_DATASET CONTENT:_
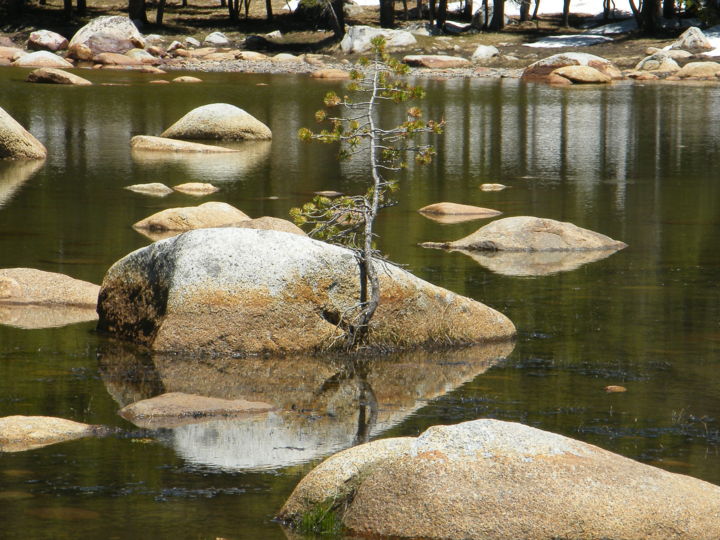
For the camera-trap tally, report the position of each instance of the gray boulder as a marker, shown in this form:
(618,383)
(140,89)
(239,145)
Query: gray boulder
(16,142)
(245,291)
(357,39)
(526,233)
(218,121)
(499,480)
(20,433)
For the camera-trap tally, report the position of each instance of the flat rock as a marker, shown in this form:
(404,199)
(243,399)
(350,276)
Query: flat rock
(218,121)
(357,39)
(210,214)
(56,76)
(163,144)
(243,291)
(526,233)
(539,71)
(16,142)
(45,40)
(156,189)
(699,70)
(42,59)
(20,433)
(177,408)
(436,61)
(196,188)
(22,286)
(582,75)
(499,480)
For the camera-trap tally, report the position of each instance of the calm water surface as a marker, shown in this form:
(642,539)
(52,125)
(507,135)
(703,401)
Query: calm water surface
(638,163)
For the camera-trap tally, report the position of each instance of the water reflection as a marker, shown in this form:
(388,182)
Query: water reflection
(252,155)
(322,404)
(13,174)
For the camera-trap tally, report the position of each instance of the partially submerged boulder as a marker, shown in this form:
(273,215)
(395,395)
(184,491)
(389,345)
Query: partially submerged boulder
(500,480)
(527,233)
(16,142)
(357,39)
(56,76)
(436,61)
(218,121)
(164,144)
(540,71)
(42,59)
(244,291)
(178,408)
(20,433)
(210,214)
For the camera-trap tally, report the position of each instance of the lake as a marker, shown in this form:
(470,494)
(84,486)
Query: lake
(635,162)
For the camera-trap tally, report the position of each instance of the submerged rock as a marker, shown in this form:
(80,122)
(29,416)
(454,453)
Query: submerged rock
(244,291)
(20,433)
(56,76)
(210,214)
(178,408)
(500,480)
(526,233)
(16,142)
(218,121)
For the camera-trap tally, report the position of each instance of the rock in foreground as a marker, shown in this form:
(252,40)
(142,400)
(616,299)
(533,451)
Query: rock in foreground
(20,433)
(526,233)
(246,291)
(218,121)
(499,480)
(16,142)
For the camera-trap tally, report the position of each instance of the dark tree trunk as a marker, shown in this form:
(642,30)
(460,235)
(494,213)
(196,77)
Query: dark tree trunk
(136,10)
(497,23)
(387,13)
(566,13)
(160,12)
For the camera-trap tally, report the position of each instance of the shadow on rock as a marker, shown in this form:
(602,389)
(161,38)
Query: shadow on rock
(321,405)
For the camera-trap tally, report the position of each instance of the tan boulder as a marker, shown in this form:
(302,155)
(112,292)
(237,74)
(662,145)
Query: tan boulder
(20,433)
(16,142)
(330,73)
(436,61)
(210,214)
(56,76)
(499,480)
(699,70)
(241,291)
(163,144)
(582,75)
(539,71)
(196,188)
(177,408)
(526,233)
(42,59)
(218,121)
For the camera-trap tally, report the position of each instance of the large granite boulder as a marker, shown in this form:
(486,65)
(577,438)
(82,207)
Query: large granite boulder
(16,142)
(45,40)
(42,59)
(498,481)
(357,39)
(20,433)
(527,233)
(108,34)
(246,291)
(542,69)
(218,121)
(56,76)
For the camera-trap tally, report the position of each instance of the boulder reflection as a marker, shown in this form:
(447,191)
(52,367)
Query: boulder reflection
(322,404)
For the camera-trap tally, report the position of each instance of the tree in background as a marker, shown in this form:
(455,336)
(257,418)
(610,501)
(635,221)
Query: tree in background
(350,220)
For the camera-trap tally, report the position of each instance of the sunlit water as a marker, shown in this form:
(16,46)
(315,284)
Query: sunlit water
(638,163)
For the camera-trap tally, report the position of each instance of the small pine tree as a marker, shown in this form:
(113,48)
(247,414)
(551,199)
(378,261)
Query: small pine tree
(349,220)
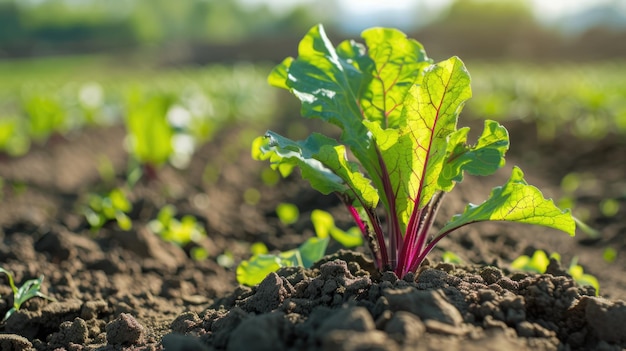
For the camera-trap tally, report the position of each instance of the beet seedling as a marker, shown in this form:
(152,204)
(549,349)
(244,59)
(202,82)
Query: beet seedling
(111,206)
(31,288)
(400,146)
(539,263)
(253,271)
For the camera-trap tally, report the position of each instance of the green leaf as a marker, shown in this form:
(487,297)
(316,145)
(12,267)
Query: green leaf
(287,213)
(516,201)
(253,271)
(328,84)
(483,159)
(149,131)
(312,250)
(399,63)
(323,223)
(323,163)
(414,155)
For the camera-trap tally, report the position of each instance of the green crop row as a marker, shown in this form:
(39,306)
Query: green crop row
(588,100)
(185,106)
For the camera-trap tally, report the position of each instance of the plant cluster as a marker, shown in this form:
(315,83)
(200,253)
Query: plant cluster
(539,263)
(166,117)
(400,148)
(587,100)
(253,271)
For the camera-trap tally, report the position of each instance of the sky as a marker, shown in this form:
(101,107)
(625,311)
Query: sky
(546,10)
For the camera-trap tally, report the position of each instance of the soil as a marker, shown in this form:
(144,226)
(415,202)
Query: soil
(130,290)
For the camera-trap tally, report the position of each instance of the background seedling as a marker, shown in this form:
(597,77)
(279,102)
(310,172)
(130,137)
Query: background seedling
(539,263)
(113,205)
(181,232)
(254,270)
(29,289)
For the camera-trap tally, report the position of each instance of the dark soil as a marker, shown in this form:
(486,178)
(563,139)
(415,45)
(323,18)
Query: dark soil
(130,290)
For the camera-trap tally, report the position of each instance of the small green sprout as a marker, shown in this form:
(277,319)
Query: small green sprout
(253,271)
(111,206)
(287,213)
(539,263)
(31,288)
(609,255)
(181,232)
(451,257)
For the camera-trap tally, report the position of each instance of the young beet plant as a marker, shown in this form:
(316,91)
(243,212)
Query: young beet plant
(399,145)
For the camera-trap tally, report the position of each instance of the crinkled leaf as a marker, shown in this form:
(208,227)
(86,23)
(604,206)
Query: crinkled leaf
(323,163)
(483,159)
(416,152)
(327,85)
(399,62)
(516,201)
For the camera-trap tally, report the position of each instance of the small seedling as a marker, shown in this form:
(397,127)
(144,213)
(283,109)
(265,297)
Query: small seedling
(31,288)
(181,232)
(111,206)
(287,213)
(253,271)
(539,262)
(451,257)
(399,146)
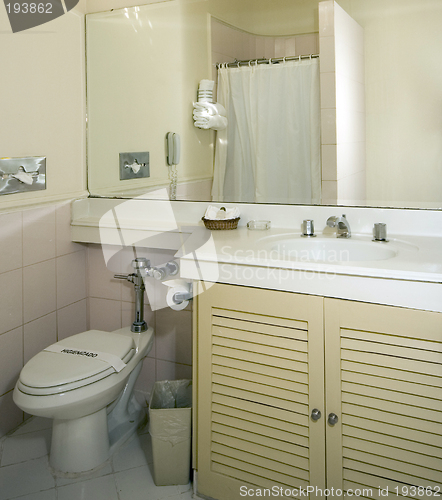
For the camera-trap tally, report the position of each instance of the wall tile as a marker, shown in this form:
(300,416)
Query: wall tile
(326,18)
(327,54)
(174,336)
(351,158)
(63,242)
(72,319)
(350,95)
(217,36)
(11,241)
(128,314)
(71,278)
(39,334)
(229,39)
(167,370)
(39,285)
(290,46)
(350,126)
(329,192)
(104,314)
(10,415)
(38,235)
(329,162)
(269,47)
(351,189)
(11,300)
(260,47)
(147,376)
(328,126)
(349,62)
(11,358)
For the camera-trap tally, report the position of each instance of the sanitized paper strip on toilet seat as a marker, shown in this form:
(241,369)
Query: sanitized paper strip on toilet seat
(110,359)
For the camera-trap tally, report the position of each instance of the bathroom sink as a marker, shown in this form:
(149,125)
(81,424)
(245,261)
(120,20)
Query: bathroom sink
(330,250)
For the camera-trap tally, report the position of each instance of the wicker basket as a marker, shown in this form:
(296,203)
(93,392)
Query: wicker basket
(221,224)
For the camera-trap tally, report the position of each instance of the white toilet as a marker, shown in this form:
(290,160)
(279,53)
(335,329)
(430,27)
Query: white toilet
(85,383)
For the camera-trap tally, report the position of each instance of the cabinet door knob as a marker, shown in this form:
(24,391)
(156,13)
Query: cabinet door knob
(316,414)
(333,419)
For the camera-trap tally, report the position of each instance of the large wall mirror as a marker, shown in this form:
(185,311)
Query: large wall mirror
(372,100)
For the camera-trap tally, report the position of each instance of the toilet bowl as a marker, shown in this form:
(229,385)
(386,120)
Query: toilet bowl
(85,384)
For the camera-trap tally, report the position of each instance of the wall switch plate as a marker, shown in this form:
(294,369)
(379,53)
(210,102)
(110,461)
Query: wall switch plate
(134,165)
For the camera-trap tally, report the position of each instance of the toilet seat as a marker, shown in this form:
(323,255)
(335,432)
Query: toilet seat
(49,373)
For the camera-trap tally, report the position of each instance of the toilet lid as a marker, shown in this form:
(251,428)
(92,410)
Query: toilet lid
(58,371)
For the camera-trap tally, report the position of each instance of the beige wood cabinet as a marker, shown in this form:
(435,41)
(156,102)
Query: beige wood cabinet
(265,360)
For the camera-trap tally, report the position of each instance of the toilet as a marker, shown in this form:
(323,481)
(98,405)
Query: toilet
(85,384)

_YOUR GOAL:_ Copy out exactly the lines above beginning with the line that contains "the tan boulder" and finishing with the line that contains "the green crop", including both; leave the pictures out.

_EXPECTED OUTPUT:_
For the camera-trap tally, report the position of each instance of the tan boulder as a marker, shown in this form:
(302,155)
(112,292)
(237,74)
(662,145)
Query: tan boulder
(20,433)
(16,142)
(330,73)
(436,61)
(210,214)
(56,76)
(499,480)
(699,70)
(241,291)
(163,144)
(582,75)
(539,71)
(196,188)
(177,408)
(526,233)
(42,59)
(218,121)
For the camera-trap tally, report the position of each instance of the large granite boulder as a marker, shown in this form:
(486,65)
(577,438)
(82,207)
Query: large granite boulder
(16,142)
(45,40)
(42,59)
(498,481)
(357,39)
(20,433)
(527,233)
(108,34)
(246,291)
(542,69)
(218,121)
(56,76)
For the camera-trap tally, report the position of each instance of the boulder reflection as a marker, shown in this form:
(447,191)
(52,367)
Query: boulder reflection
(322,404)
For the camera-trap tally, report the position of each instance of the tree in background as a marker, shown in this form:
(455,336)
(257,418)
(610,501)
(635,221)
Query: tree in background
(350,220)
For the camera-trap tally, report the position of each instance of the sunlit water as a marker, shown in this form:
(16,46)
(315,284)
Query: sunlit water
(638,163)
For the camera-trap tally, report the position of each instance of the small pine tree as a marker, shown in this form:
(113,48)
(247,414)
(551,199)
(378,261)
Query: small pine tree
(349,220)
For the camera-trap tally, report the position of each instance of the beet seedling as a marker, shown in this form:
(152,204)
(549,349)
(244,59)
(202,82)
Query: beet seedling
(111,206)
(31,288)
(400,146)
(539,263)
(253,271)
For the camera-trap tally, report the position of each instance of the green leaf as a marker, shown in this form:
(487,297)
(316,145)
(12,267)
Query: green leaf
(287,213)
(516,201)
(253,271)
(328,84)
(483,159)
(149,131)
(312,250)
(399,63)
(323,223)
(323,163)
(414,155)
For the camera-trap tally, report the position of each instance of the green crop row as a marker, shown in this form:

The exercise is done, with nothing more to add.